* **REQUIREMENT**
The expected output is a verbatim reprint of the lines from the beginning of the data that follows through the line that contains "beyond the track in this workspace image.".

Text-to-region grounding data
☆ ☆ ☆
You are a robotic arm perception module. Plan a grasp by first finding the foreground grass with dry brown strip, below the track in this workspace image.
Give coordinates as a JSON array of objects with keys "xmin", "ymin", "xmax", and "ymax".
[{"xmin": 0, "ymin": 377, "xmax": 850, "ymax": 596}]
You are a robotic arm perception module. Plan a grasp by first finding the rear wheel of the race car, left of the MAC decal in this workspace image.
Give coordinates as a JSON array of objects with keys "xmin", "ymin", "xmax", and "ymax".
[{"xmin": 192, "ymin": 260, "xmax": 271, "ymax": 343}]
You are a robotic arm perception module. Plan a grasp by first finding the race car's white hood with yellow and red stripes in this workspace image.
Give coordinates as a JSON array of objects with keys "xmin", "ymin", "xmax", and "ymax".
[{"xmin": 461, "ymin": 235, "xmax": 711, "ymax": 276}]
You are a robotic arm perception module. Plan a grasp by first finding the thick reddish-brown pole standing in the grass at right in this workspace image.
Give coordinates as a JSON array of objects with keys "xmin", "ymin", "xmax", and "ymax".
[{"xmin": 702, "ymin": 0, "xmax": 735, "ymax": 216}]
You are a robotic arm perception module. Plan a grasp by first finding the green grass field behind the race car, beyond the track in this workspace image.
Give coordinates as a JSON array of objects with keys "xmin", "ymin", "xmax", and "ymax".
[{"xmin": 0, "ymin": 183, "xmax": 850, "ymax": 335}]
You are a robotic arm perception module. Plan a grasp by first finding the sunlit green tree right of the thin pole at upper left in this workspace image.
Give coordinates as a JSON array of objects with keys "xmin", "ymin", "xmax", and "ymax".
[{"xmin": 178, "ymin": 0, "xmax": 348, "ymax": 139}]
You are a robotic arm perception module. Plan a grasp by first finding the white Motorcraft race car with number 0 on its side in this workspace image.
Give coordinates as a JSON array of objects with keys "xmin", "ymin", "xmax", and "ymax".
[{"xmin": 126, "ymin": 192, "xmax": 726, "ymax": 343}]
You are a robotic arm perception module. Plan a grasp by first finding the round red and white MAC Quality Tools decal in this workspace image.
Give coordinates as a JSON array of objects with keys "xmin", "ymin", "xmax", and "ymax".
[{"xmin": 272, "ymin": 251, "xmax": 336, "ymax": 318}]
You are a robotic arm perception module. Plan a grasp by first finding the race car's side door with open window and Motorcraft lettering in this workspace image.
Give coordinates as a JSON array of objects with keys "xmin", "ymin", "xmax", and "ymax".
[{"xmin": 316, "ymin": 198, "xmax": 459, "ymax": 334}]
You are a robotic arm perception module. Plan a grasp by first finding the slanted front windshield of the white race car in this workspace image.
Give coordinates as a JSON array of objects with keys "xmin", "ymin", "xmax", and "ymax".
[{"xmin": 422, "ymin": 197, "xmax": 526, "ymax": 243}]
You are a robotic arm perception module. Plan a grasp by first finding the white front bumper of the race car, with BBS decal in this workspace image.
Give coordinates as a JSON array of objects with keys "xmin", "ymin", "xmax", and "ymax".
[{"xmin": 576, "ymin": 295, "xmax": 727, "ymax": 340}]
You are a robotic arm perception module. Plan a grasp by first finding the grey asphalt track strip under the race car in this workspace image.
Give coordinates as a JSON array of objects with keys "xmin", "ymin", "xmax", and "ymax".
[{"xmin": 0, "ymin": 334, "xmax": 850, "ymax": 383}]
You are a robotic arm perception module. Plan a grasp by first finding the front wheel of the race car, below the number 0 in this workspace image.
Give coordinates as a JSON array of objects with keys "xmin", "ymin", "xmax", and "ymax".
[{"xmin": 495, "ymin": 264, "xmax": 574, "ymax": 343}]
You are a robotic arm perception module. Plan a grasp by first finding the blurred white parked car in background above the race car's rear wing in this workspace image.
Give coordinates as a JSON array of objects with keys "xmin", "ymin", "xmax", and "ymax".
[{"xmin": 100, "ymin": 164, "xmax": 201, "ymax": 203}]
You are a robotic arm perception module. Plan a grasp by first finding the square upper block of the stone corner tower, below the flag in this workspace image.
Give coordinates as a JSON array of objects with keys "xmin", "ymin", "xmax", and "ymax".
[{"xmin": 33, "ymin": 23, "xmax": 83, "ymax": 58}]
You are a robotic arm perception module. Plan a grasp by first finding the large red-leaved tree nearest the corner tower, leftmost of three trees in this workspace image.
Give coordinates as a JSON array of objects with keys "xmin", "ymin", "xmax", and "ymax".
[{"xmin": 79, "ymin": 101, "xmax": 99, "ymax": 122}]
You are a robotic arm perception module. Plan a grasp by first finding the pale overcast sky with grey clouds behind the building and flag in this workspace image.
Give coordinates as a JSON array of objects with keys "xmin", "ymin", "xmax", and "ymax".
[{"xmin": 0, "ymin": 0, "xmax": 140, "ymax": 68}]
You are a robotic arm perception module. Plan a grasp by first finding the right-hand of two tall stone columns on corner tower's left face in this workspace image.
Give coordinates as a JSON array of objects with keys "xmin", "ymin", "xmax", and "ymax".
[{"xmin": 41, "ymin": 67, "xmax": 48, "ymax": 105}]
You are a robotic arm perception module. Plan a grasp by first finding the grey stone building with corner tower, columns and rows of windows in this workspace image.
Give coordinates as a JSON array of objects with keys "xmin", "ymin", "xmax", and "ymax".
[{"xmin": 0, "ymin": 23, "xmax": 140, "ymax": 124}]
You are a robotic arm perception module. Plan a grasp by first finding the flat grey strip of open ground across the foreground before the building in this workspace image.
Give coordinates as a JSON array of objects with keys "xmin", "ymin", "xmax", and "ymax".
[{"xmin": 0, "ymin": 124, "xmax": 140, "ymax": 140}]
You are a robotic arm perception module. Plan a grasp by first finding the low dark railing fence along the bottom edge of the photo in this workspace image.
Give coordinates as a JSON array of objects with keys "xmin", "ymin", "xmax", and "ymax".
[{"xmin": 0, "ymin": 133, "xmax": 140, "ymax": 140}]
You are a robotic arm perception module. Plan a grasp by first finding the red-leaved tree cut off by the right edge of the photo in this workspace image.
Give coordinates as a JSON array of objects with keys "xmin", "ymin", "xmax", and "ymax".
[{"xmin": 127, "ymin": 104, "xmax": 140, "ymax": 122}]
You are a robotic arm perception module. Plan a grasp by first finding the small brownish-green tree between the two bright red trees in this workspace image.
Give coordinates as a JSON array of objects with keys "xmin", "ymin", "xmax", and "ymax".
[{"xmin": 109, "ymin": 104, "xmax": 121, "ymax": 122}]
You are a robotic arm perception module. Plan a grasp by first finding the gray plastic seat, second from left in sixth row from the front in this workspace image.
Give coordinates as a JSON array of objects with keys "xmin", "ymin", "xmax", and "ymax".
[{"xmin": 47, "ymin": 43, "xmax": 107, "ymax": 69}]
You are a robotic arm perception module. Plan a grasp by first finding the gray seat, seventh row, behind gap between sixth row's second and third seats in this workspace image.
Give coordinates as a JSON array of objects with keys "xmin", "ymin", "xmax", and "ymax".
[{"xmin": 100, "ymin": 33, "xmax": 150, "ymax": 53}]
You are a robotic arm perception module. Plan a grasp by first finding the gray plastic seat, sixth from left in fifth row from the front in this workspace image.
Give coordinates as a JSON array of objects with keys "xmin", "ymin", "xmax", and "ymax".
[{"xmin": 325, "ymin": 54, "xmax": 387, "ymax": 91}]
☆ ☆ ☆
* **RESPONSE AREA**
You are a robotic arm perception module. Plan a grasp by first finding the foreground grass with dry brown strip, below the track in this workspace image.
Give coordinates as a JSON array of objects with keys "xmin", "ymin", "xmax", and "ymax".
[{"xmin": 0, "ymin": 377, "xmax": 850, "ymax": 596}]
You are a robotic arm perception module. Plan a grasp by first finding the rear wheel of the race car, left of the MAC decal in this workspace image.
Give coordinates as a JSON array of objects with keys "xmin", "ymin", "xmax", and "ymax".
[{"xmin": 192, "ymin": 260, "xmax": 271, "ymax": 343}]
You are a robotic arm perception module. Plan a grasp by first finding the race car's white hood with yellow and red stripes in this workspace image.
Give coordinates as a JSON array of objects with keys "xmin", "ymin", "xmax", and "ymax".
[{"xmin": 461, "ymin": 235, "xmax": 711, "ymax": 276}]
You are a robotic arm perception module. Plan a grasp by first finding the thick reddish-brown pole standing in the grass at right in this workspace image.
Give coordinates as a JSON array of objects with keys "xmin", "ymin", "xmax", and "ymax".
[{"xmin": 702, "ymin": 0, "xmax": 735, "ymax": 216}]
You are a robotic arm perception module. Plan a grasp by first finding the green grass field behind the race car, beyond the track in this workspace image.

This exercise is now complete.